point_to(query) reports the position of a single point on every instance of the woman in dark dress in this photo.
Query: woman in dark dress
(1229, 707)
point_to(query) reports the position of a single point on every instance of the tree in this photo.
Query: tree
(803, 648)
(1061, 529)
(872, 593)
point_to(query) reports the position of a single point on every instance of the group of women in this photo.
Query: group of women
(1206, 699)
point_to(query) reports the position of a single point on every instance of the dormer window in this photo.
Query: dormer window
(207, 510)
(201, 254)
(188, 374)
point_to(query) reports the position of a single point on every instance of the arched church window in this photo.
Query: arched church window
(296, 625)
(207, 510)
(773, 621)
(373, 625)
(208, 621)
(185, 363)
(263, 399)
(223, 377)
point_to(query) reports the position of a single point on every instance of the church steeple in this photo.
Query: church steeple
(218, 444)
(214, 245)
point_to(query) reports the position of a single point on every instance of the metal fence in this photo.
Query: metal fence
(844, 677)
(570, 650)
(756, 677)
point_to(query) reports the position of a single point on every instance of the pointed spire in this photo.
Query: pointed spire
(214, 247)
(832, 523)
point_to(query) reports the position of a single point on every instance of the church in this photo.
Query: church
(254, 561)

────────────────────────────────────────

HOW TO COMPLETE THIS TASK
All of the material must appear again, exactly as given.

WRITTEN SOLUTION
point_to(query) reports the position of a single point on every instance of the woman in dark dress in this photo.
Query: woman in dark dress
(1229, 707)
point_to(query) reports the position of a single point on every instance of the tree in this photo.
Query: tree
(803, 648)
(1061, 529)
(872, 593)
point_to(query) reports the position of a single point on every instance of the group of women in this photo.
Query: group of women
(1206, 699)
point_to(query) reports the position of a single point on every instance of the dormer window in this photo.
Query: dormer window
(207, 510)
(201, 254)
(188, 374)
point_to(query) reports the position of a single point on every instance of the arched church window in this photo.
Query: arched church window
(296, 625)
(207, 510)
(773, 621)
(373, 625)
(208, 621)
(185, 363)
(263, 399)
(223, 377)
point_to(query) reports the position of a single point on every instance of the church steeple in this photo.
Query: church steeple
(218, 444)
(214, 245)
point_to(query) reports the position of a single point on every instance of the metal fence in this photo.
Query: metal fence
(844, 677)
(570, 650)
(756, 677)
point_to(query) reports the position of a single point on every instance of the pointed spire in this photo.
Query: pointed spire
(214, 247)
(832, 523)
point_to(query) reports the position of a single point on every instance of the church in this photo.
Query: church
(254, 561)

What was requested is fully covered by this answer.